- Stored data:

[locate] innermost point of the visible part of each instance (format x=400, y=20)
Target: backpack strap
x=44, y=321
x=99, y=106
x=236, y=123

- ACTIVITY: Print the records above exactly as written.

- YOUR RESPONSE:
[locate] innermost point of the visible part of each instance (format x=400, y=20)
Target: backpack strap
x=44, y=321
x=99, y=106
x=236, y=123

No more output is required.